▶ **TASK TO CARRY OUT**:
In the records below, find the line with "Query: dried autumn leaf" and the line with "formatted like [841,546]."; return exactly those lines and every line between them.

**********

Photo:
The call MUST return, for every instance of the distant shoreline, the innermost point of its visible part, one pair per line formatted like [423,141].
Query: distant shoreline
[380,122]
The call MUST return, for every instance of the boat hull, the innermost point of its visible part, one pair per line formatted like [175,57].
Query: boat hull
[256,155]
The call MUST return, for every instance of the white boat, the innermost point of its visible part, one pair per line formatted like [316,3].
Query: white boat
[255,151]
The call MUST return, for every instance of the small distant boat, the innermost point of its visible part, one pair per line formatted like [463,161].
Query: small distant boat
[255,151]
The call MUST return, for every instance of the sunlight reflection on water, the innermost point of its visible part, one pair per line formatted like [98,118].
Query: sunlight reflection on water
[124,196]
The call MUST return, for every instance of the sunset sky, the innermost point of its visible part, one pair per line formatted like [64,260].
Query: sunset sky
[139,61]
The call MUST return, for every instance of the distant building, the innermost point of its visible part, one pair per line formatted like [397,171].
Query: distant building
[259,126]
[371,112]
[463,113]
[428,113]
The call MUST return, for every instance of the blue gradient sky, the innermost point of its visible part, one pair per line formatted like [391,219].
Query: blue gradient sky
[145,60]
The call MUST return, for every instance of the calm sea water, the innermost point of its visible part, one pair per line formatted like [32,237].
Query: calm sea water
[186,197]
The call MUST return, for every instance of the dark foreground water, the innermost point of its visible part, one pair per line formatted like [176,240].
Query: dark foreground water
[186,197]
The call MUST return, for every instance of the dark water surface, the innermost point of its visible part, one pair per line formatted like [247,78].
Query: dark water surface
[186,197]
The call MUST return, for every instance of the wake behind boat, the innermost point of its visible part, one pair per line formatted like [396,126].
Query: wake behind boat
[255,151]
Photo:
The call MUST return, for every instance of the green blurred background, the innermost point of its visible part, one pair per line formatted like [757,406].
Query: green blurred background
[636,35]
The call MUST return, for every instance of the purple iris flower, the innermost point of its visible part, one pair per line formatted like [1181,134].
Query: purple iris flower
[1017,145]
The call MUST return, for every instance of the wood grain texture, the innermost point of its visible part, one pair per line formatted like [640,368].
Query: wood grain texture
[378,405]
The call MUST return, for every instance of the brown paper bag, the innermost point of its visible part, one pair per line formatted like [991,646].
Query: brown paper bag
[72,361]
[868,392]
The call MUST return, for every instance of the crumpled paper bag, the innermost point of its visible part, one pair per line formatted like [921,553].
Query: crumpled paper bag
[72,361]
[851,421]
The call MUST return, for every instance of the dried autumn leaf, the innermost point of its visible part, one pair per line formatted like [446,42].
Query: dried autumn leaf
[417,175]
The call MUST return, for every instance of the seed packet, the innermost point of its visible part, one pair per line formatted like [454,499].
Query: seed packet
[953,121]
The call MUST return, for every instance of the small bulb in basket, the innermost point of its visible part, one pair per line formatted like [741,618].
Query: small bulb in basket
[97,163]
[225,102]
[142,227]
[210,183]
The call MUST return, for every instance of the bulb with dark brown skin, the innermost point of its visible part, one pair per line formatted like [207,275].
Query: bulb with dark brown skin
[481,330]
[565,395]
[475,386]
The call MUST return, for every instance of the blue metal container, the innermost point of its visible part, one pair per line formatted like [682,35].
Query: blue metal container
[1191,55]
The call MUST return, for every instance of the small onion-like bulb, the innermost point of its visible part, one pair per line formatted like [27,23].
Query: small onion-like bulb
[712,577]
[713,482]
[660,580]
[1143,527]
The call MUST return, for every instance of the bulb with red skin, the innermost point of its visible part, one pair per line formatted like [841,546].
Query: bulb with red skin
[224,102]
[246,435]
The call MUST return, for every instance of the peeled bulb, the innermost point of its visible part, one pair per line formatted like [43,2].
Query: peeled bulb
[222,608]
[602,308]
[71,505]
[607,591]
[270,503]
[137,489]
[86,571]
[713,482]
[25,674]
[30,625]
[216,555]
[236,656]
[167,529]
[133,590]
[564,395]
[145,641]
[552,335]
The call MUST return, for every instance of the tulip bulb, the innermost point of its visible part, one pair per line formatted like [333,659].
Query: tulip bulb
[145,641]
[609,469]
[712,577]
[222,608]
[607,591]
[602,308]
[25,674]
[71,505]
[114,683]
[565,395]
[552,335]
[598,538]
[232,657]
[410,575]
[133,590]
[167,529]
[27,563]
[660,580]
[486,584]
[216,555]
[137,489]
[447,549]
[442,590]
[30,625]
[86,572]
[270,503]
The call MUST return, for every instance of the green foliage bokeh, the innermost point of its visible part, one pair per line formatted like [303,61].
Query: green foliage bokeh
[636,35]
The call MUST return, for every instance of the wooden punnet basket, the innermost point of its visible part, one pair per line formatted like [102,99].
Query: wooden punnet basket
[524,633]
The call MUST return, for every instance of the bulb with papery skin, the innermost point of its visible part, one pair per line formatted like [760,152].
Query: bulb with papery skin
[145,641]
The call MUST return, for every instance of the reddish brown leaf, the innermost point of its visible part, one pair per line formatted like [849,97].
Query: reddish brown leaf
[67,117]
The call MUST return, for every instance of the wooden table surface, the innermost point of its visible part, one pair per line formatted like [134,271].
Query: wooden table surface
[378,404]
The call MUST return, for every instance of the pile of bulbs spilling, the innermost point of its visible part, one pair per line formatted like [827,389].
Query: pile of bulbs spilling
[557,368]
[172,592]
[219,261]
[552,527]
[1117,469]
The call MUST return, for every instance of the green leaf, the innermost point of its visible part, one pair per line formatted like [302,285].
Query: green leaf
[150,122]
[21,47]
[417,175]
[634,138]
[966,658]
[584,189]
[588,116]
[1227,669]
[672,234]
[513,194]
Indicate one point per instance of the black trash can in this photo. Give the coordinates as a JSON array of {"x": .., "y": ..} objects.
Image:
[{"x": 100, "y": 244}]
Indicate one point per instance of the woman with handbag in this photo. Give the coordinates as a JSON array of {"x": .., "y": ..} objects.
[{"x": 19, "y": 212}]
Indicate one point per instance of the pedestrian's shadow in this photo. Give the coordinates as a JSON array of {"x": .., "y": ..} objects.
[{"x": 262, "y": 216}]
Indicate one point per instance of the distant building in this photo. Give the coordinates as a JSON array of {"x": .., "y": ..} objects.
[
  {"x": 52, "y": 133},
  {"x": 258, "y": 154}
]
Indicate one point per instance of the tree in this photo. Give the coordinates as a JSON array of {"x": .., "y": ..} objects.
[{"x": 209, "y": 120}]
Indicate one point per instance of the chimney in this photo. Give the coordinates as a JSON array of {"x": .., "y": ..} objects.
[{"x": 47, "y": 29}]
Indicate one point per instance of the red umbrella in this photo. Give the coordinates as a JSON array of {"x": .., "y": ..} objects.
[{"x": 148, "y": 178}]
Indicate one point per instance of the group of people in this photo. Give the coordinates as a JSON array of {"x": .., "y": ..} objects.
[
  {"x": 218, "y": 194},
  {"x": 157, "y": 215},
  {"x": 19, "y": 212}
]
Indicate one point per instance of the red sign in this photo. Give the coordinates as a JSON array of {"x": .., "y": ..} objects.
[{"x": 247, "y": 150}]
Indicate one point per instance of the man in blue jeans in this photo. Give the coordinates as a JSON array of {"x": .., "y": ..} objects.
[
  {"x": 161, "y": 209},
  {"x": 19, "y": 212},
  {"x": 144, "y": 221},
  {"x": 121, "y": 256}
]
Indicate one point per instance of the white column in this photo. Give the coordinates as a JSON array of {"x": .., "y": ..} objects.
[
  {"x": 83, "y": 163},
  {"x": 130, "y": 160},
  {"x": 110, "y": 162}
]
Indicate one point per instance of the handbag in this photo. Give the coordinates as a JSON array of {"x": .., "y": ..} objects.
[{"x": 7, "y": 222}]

**********

▶ **FINISHED TASK**:
Query: dried autumn leaf
[417,175]
The call MUST return, for every instance of the seed packet, the innermost point of its visible part, one pair per line formatted like [454,499].
Query: seed packet
[953,121]
The call MUST return, for every instance of the small bulb in basket, the innermost point of its visible part, one pair per line formatted like [741,618].
Query: small bulb in basket
[97,163]
[225,102]
[142,227]
[210,183]
The call MUST return, for every instance of the bulb with dark brown skin, the innermost point of its visible part, one pair per line formatted like [207,275].
Query: bulb with dark brown skin
[481,330]
[565,395]
[475,386]
The call MUST return, for every instance of the blue metal container, the innermost point of its visible part, one pair per line formatted like [682,35].
Query: blue metal container
[1191,55]
The call MUST return, for every instance of the small onion-like bulb, the innermost point of its visible part, one pair per line formatted like [27,23].
Query: small onion-like bulb
[712,577]
[713,482]
[660,580]
[1143,527]
The call MUST return, for every instance of the bulb with red skin, the innermost point of its visible part, one pair per line formatted like [841,546].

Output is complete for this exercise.